→ WORK ORDER
Reproduce the blog post below in full, word for word, including its date and title lines.

START GIVEN TEXT

Friday, June 06, 2008

True Loving

Forgive me for not writing sooner I've been busy with so much!

Anways I have had so much happen this past month, new friends, old friends, misunderstanding, puppy dogs, mango eating, monsoon starting, my birthday, but what I would like to tell you about today is: a miracle!

Remember the woman I posted about who I rushed to Khalighat?
Well she is doing so well now! When she first arrived everyone was sure that she would die within a few hours. She was completely unresponsive, blood coming from her ears, several puncture/gash wounds on her head, a large open wound and infection in her right hand, broken ribs on her right side and a broken foot too.

We think she was shoved from a train.

Anyways, she went from completely unresponsive to; grinding her teeth and moaning for a week; to following us with her eyes but still grinding her teeth, to eating bread in milk and biting the spoon in half to; eating normal food; to sitting up with help; to talking; to sitting up and talking and eating by herself.

END GIVEN TEXT
START MATERIAL SHOWN

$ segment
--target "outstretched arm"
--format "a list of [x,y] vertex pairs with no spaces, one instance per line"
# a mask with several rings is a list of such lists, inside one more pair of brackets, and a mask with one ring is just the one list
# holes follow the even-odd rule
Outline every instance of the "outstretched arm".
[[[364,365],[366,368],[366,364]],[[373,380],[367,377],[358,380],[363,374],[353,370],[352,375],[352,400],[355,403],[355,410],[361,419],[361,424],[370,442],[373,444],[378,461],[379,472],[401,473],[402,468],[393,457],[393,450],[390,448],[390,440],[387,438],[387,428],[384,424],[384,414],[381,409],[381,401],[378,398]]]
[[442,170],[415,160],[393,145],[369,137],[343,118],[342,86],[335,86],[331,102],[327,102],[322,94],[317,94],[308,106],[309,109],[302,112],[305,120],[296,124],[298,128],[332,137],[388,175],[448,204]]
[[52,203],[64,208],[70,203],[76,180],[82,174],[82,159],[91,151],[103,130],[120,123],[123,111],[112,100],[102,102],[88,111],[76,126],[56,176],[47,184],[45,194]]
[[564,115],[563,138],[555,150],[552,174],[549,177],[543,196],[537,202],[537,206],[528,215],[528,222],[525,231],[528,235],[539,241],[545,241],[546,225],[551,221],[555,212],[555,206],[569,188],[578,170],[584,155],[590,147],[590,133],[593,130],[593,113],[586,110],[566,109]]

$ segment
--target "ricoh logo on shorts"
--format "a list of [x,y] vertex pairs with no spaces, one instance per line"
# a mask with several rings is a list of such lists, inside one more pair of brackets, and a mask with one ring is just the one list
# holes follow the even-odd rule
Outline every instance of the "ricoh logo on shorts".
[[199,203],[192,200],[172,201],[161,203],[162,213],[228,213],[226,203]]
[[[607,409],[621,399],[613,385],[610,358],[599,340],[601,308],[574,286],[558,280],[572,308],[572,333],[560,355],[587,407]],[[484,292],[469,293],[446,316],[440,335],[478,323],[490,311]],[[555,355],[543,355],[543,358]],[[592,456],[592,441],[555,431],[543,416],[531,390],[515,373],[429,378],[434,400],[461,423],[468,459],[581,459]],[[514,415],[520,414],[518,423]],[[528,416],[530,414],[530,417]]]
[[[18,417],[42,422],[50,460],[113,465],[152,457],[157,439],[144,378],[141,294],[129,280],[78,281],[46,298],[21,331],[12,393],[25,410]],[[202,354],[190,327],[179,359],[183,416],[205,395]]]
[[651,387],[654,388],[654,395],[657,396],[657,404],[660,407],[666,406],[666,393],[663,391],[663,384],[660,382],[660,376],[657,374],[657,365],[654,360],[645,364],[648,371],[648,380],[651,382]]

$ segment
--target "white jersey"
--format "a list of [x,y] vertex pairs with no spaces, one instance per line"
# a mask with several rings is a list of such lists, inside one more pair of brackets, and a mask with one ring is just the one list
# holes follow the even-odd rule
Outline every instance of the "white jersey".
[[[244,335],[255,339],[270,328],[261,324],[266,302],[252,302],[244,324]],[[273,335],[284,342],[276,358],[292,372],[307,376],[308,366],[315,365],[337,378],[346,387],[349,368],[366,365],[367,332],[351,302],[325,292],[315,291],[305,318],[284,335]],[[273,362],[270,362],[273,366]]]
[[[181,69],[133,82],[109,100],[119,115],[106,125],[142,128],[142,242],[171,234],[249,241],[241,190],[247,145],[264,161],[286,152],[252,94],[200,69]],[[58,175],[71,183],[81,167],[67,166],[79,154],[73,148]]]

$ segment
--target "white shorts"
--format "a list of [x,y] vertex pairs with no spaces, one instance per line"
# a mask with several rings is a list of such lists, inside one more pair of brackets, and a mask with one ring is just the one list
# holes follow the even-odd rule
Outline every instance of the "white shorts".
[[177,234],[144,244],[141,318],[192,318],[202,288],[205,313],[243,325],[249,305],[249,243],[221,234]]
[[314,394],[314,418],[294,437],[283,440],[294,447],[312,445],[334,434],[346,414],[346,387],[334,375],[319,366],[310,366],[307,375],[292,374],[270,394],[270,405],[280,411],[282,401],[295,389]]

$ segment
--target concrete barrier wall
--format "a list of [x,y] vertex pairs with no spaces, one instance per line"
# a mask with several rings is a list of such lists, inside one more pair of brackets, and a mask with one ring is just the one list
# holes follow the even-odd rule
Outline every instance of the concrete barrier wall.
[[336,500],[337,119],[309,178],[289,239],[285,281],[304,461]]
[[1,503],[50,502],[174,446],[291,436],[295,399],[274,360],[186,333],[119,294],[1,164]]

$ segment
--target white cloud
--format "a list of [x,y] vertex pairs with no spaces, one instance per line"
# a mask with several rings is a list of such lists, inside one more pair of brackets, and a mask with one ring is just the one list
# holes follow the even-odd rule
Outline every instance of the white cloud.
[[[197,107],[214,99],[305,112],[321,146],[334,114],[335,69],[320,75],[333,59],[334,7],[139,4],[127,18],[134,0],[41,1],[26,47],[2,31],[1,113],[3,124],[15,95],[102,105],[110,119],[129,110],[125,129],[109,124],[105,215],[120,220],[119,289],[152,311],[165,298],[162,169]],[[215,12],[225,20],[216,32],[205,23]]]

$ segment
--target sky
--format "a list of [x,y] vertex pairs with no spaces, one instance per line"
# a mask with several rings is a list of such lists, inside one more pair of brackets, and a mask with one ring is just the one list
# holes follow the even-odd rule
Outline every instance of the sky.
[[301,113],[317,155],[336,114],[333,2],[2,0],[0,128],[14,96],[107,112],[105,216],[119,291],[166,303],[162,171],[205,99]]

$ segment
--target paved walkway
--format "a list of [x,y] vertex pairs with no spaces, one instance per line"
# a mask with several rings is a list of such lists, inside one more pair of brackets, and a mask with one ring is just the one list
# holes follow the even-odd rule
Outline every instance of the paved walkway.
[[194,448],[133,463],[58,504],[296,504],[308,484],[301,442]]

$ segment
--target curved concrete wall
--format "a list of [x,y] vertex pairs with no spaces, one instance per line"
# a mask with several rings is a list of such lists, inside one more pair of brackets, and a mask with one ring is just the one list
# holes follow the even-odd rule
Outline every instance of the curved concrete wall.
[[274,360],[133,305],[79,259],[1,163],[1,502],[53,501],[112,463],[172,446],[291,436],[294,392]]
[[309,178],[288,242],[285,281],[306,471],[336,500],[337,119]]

END MATERIAL SHOWN

→ RESPONSE TO THE EXERCISE
Friday, June 06, 2008

True Loving

Forgive me for not writing sooner I've been busy with so much!

Anways I have had so much happen this past month, new friends, old friends, misunderstanding, puppy dogs, mango eating, monsoon starting, my birthday, but what I would like to tell you about today is: a miracle!

Remember the woman I posted about who I rushed to Khalighat?
Well she is doing so well now! When she first arrived everyone was sure that she would die within a few hours. She was completely unresponsive, blood coming from her ears, several puncture/gash wounds on her head, a large open wound and infection in her right hand, broken ribs on her right side and a broken foot too.

We think she was shoved from a train.

Anyways, she went from completely unresponsive to; grinding her teeth and moaning for a week; to following us with her eyes but still grinding her teeth, to eating bread in milk and biting the spoon in half to; eating normal food; to sitting up with help; to talking; to sitting up and talking and eating by herself.